**选定文本:**
+ + + + + + +

试验1:目的:了解local size是干啥的。

vkCmdDispatch(info->command_buffer, width, 1, 1)中的width设置为1,即该任务的groupCountX/Y/Z都为1,分开设置local size,发现整体计算量与local size设置有关。即整体计算量为groupcount*local。如果不设置local_size,默认三个参数都为1。

试验2:目的:了解推入常量。推入常量是用来设置kernel的一些共有参数,对于卷积而言,这些如kernel尺寸等参数还是需要设置的。

host端程序需要在kernel之前完成推入常量的设置:

    int scale = 10;
	vkCmdPushConstants(vulkan_info.command_buffer, vulkan_info.pipeline_layout,VK_SHADER_STAGE_COMPUTE_BIT,0,sizeof(scale),&scale);

	vkDestroyPipelineLayout(vulkan_info.device, vulkan_info.pipeline_layout, NULL);  //销毁之前创建的
	VkPushConstantRange pushrange = {};
	pushrange.stageFlags = VK_SHADER_STAGE_COMPUTE_BIT;
	pushrange.offset = 0;
	pushrange.size = sizeof(scale);

	VkPipelineLayoutCreateInfo pipelayout_info = {};
	pipelayout_info.sType = VK_STRUCTURE_TYPE_PIPELINE_LAYOUT_CREATE_INFO;
	pipelayout_info.pNext = NULL;
	pipelayout_info.flags = 0;
	pipelayout_info.setLayoutCount = 1;
	pipelayout_info.pSetLayouts = &vulkan_info.descriptor_layout;
	pipelayout_info.pushConstantRangeCount = 1;
	pipelayout_info.pPushConstantRanges = &pushrange;
	CALL_VK(vkCreatePipelineLayout, (vulkan_info.device, &pipelayout_info, NULL, &vulkan_info.pipeline_layout));

然后再把kernel里面加入推入常量的读取

#version 450

layout(push_constant) uniform PushConsts {
	int scale;
} pushConsts;
layout (binding = 0) buffer buf_in  { int buffer_in[]; };
layout (binding = 1) buffer buf_in1  { int buffer_in1[]; };
layout (binding = 2) buffer buf_out { int buffer_out[]; };

void main()

+ + + + + + +

**所给材料:**
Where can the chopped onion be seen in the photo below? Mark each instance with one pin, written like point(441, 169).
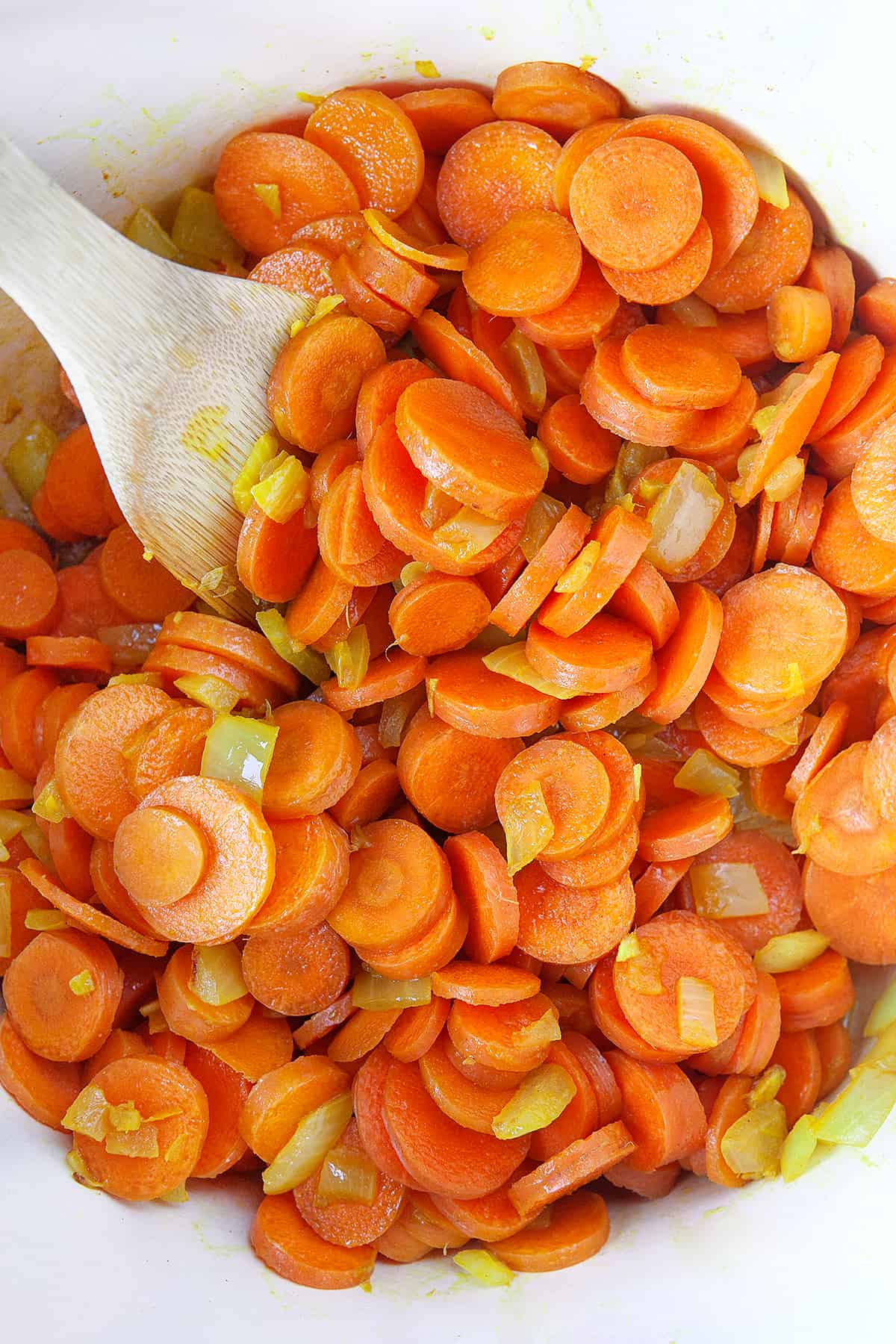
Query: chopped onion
point(218, 974)
point(307, 1149)
point(855, 1117)
point(727, 890)
point(753, 1144)
point(438, 507)
point(511, 660)
point(527, 826)
point(579, 570)
point(770, 176)
point(467, 532)
point(883, 1015)
point(139, 1142)
point(379, 994)
point(696, 1009)
point(82, 984)
point(706, 774)
point(211, 691)
point(682, 517)
point(308, 662)
point(45, 921)
point(349, 658)
point(539, 1100)
point(768, 1085)
point(541, 522)
point(240, 752)
point(282, 488)
point(89, 1113)
point(790, 951)
point(347, 1177)
point(529, 382)
point(798, 1148)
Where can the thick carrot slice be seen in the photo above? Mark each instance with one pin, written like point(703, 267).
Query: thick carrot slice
point(615, 403)
point(797, 1053)
point(274, 559)
point(774, 253)
point(309, 184)
point(635, 202)
point(774, 868)
point(491, 174)
point(561, 924)
point(373, 139)
point(671, 281)
point(437, 1151)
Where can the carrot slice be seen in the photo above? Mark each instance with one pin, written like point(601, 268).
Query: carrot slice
point(635, 202)
point(774, 253)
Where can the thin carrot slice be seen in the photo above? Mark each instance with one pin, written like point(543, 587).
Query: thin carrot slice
point(774, 253)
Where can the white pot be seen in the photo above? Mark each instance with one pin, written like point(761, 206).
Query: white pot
point(125, 104)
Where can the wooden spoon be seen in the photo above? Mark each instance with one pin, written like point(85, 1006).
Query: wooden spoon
point(169, 364)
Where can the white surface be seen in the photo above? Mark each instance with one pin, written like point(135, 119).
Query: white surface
point(125, 104)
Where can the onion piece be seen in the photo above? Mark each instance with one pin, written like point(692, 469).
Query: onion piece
point(790, 951)
point(682, 517)
point(218, 974)
point(696, 1011)
point(484, 1268)
point(307, 1149)
point(240, 752)
point(727, 890)
point(753, 1144)
point(706, 774)
point(348, 1177)
point(379, 994)
point(798, 1148)
point(527, 827)
point(539, 1100)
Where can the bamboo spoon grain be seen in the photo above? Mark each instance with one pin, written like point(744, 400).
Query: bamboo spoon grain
point(169, 364)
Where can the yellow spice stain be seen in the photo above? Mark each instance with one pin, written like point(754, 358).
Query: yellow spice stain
point(206, 432)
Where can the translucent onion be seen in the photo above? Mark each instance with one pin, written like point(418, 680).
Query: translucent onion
point(282, 488)
point(139, 1142)
point(349, 658)
point(696, 1011)
point(798, 1148)
point(768, 1086)
point(199, 231)
point(467, 532)
point(682, 517)
point(527, 826)
point(770, 176)
point(790, 951)
point(89, 1113)
point(379, 994)
point(579, 570)
point(27, 460)
point(727, 890)
point(541, 522)
point(511, 660)
point(539, 1100)
point(883, 1015)
point(347, 1177)
point(211, 691)
point(218, 974)
point(309, 1145)
point(240, 752)
point(484, 1268)
point(753, 1144)
point(706, 774)
point(308, 662)
point(262, 452)
point(82, 984)
point(855, 1117)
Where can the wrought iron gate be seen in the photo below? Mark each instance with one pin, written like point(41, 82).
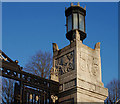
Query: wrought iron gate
point(31, 89)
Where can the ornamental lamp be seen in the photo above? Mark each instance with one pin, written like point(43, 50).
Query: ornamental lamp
point(75, 20)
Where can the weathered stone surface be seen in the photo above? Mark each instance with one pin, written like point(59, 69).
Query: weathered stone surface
point(77, 67)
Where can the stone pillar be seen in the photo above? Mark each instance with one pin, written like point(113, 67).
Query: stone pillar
point(77, 68)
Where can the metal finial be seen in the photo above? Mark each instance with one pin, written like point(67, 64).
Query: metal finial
point(78, 4)
point(71, 4)
point(85, 7)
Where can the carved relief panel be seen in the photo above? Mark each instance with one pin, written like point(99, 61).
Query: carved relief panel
point(89, 63)
point(65, 63)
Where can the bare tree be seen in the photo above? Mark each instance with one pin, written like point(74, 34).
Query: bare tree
point(7, 90)
point(40, 64)
point(113, 91)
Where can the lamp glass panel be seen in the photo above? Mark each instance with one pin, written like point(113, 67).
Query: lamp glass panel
point(75, 21)
point(69, 22)
point(81, 22)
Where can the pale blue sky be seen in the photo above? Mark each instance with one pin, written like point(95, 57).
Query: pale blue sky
point(30, 27)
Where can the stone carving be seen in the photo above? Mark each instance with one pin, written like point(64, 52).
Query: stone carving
point(95, 66)
point(70, 84)
point(65, 63)
point(89, 63)
point(83, 61)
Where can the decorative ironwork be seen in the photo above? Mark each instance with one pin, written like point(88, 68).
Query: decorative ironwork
point(65, 63)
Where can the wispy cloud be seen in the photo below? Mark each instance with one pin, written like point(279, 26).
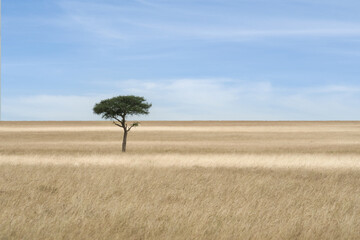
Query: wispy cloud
point(200, 99)
point(146, 22)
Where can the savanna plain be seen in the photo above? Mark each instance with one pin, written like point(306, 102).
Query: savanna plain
point(180, 180)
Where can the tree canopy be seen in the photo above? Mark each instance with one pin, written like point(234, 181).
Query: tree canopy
point(122, 106)
point(118, 108)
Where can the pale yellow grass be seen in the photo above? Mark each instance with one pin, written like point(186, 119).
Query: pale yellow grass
point(180, 180)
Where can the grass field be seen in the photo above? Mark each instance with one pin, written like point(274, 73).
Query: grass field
point(180, 180)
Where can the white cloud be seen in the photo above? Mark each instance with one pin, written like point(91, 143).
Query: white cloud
point(144, 21)
point(199, 99)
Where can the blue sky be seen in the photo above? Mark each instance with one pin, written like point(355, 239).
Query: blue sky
point(193, 59)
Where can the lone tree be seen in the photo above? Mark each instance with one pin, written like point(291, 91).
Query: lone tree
point(118, 108)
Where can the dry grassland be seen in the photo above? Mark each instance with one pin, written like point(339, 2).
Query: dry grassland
point(180, 180)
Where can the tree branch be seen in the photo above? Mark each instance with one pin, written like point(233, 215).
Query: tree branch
point(135, 124)
point(117, 124)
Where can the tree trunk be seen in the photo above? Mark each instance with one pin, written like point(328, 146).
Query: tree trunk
point(124, 141)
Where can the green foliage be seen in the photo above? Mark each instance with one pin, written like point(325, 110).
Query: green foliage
point(121, 106)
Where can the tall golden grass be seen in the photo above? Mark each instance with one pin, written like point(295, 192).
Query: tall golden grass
point(180, 180)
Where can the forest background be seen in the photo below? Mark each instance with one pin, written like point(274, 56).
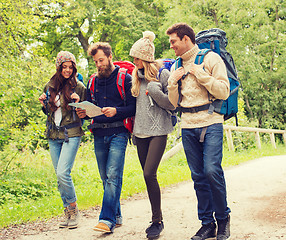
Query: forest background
point(33, 32)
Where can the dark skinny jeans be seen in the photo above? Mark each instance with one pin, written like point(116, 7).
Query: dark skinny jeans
point(150, 151)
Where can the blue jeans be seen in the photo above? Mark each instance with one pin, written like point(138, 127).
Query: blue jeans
point(204, 160)
point(63, 156)
point(110, 155)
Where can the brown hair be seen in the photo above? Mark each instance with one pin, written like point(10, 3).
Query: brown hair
point(63, 86)
point(104, 46)
point(182, 29)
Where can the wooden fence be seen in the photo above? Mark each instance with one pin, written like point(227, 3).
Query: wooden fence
point(228, 130)
point(271, 133)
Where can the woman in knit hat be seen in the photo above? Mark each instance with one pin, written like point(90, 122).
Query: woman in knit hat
point(152, 120)
point(64, 130)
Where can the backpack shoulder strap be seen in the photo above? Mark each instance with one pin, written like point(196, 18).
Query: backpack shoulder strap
point(120, 83)
point(90, 86)
point(201, 54)
point(178, 62)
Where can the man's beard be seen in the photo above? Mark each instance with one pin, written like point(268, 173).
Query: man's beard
point(106, 71)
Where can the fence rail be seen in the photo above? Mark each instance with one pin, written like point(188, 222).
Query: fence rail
point(271, 133)
point(228, 129)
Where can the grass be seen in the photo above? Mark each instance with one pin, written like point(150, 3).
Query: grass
point(37, 167)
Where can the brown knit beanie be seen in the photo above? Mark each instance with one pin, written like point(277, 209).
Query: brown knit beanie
point(64, 56)
point(144, 48)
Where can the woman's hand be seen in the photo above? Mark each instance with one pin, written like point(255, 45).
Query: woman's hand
point(75, 97)
point(177, 74)
point(42, 98)
point(80, 112)
point(109, 111)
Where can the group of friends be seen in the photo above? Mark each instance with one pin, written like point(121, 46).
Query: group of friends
point(151, 95)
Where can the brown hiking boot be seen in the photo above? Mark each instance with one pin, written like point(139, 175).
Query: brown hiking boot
point(102, 227)
point(65, 222)
point(74, 217)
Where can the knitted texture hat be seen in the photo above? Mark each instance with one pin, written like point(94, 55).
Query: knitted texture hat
point(144, 48)
point(64, 56)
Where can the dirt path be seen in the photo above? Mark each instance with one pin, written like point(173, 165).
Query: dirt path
point(256, 196)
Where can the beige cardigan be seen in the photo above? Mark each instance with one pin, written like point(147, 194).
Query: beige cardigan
point(210, 82)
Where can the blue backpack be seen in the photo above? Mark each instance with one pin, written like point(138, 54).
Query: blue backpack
point(215, 40)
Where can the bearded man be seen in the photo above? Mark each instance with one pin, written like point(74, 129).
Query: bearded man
point(110, 135)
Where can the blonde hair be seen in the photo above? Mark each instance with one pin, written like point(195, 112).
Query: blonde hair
point(151, 70)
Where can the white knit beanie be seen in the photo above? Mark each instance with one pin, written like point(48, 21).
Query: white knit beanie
point(144, 48)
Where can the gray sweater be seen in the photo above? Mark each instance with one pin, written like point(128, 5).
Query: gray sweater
point(153, 117)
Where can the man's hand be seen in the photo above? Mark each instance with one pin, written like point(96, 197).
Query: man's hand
point(109, 111)
point(196, 67)
point(80, 112)
point(177, 74)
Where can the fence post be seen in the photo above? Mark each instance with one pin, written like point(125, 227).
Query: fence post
point(258, 143)
point(272, 138)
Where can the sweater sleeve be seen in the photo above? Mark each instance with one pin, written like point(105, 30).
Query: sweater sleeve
point(173, 93)
point(214, 79)
point(159, 91)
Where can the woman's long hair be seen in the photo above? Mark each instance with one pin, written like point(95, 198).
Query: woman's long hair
point(62, 85)
point(151, 70)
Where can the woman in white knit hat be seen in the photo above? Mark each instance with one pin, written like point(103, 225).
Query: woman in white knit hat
point(152, 120)
point(64, 130)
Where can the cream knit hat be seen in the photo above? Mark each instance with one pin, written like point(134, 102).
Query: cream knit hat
point(64, 56)
point(144, 48)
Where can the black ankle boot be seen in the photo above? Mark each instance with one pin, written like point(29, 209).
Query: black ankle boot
point(206, 232)
point(223, 231)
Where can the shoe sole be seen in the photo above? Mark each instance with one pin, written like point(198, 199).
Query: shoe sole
point(61, 226)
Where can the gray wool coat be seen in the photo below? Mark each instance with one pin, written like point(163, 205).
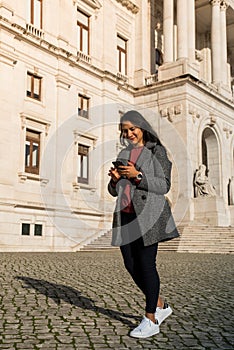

+ + + + + + +

**题目 A:** 请把这段Vulkan试验笔记中从“layout(push_constant) uniform PushConsts”到“void main()”的部分原样抄写出来。
**题目 B:** 根据这段Vulkan试验笔记,如果不设置local_size,它的三个参数默认是多少?
**题目 C:** 这段Vulkan试验笔记的代码中,pipelayout_info被逐一赋值的成员有哪些?请全部列出。

**解答 A:**
layout(push_constant) uniform PushConsts {
	int scale;
} pushConsts;
layout (binding = 0) buffer buf_in  { int buffer_in[]; };
layout (binding = 1) buffer buf_in1  { int buffer_in1[]; };
layout (binding = 2) buffer buf_out { int buffer_out[]; };

void main()

**解答 B:** 三个参数默认都为1。

**解答 C:** sType、pNext、flags、setLayoutCount、pSetLayouts、pushConstantRangeCount、pPushConstantRanges